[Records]

>> Start

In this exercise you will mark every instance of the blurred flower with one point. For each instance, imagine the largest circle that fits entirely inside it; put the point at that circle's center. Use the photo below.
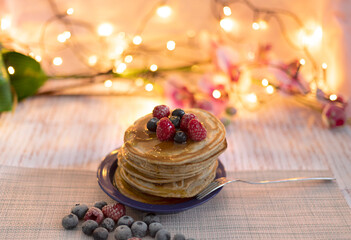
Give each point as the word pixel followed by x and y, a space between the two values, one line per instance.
pixel 333 115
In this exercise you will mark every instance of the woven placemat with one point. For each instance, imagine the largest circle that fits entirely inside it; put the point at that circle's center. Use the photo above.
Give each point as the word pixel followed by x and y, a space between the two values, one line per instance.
pixel 33 202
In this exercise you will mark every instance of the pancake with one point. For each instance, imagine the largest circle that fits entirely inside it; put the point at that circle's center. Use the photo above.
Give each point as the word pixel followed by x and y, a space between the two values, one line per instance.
pixel 168 170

>> End

→ **TASK INSTRUCTIONS**
Give all the lines above again, character for character, without pictures.

→ **FINAL RESULT**
In this exercise you will mark every instance of the blurred flower with one point. For each instance, imagine the largest circle that fits entirely inside it; put the point at that circle's center. Use the photo below.
Give each point as the word pixel followed by x and y, a space between the two values, one line per instance.
pixel 333 115
In this exercise you will mark every instance of the woven placemat with one point. For each instance, imagine the largest circle that fits entirely inside it; put the point at that circle's center. Use the photo above.
Give each point as the word pixel followed by x and y, a space between the two values, one line per instance.
pixel 33 202
In this exercise you will mark every instance of the pancake with one point. For each instance, imagine the largest circle that fits entirely inside it; put the point at that circle's center. Use the photo above.
Give each point as the word pixel followed by x and y, a space between the two values, one line per instance.
pixel 168 170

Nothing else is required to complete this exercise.